• Your goal
Repeat each of these records exactly.

Entries taken from a collection:
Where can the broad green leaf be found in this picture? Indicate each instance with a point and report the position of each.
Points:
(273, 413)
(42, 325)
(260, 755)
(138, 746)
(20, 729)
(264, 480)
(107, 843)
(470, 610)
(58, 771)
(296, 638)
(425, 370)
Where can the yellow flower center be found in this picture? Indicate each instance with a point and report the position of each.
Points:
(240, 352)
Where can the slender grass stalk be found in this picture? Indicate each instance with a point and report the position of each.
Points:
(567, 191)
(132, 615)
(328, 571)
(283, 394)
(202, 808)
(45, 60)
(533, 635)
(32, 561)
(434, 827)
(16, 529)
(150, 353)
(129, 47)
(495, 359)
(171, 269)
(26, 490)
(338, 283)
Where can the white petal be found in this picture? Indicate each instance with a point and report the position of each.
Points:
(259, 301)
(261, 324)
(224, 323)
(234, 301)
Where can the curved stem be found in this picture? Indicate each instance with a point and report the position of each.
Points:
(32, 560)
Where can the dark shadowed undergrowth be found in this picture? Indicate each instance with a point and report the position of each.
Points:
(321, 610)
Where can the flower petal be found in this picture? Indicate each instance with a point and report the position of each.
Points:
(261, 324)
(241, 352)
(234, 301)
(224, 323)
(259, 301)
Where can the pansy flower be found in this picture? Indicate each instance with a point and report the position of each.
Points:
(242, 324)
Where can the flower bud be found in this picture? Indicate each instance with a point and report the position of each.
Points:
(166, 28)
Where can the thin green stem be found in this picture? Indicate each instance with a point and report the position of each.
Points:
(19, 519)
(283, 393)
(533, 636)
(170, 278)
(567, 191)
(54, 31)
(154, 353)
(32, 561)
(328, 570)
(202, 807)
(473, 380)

• Written solution
Where can the broad green leaf be found in this picture? Indicate each instance with a point and report the position of each.
Points:
(273, 413)
(42, 325)
(260, 755)
(138, 746)
(20, 729)
(264, 480)
(107, 843)
(470, 610)
(58, 771)
(296, 638)
(425, 370)
Where can the yellow flower center be found in this picture? Indicate each instance with a point and report the position of each.
Points:
(240, 352)
Where can the slender grass stalk be found in this picture? Indicate each instance with a point and report the position of each.
Points:
(567, 191)
(132, 615)
(328, 571)
(283, 394)
(202, 808)
(45, 60)
(533, 635)
(32, 561)
(434, 827)
(16, 529)
(150, 353)
(129, 47)
(495, 359)
(171, 269)
(26, 490)
(338, 283)
Where can the white petal be found in this picture? Indicate each instance with a point and report the position of each.
Points:
(259, 301)
(261, 324)
(224, 323)
(234, 301)
Where can the curved stem be found in this picture? Indicate each instance with a point and report the position of each.
Points:
(32, 560)
Where can the dark shadowed undergrowth be found in this picture? Indicate each instance with a point and report the position of each.
Points:
(321, 610)
Where can the flower petal be found in this picture? Indicate each instance with a point and report the position of each.
Points:
(261, 324)
(241, 352)
(234, 301)
(224, 323)
(259, 301)
Where can the pansy flower be found in this picture? Indicate each instance with a point and report the position of each.
Points:
(242, 324)
Where can the flower bud be found in this picture? Indicate each instance with a point and report the position of each.
Points:
(166, 28)
Where can the thin green stem be found in this picture? Indicate each instance with a point and report the position of each.
Points:
(19, 519)
(283, 393)
(533, 636)
(170, 278)
(567, 191)
(54, 31)
(154, 353)
(32, 561)
(328, 570)
(202, 807)
(473, 380)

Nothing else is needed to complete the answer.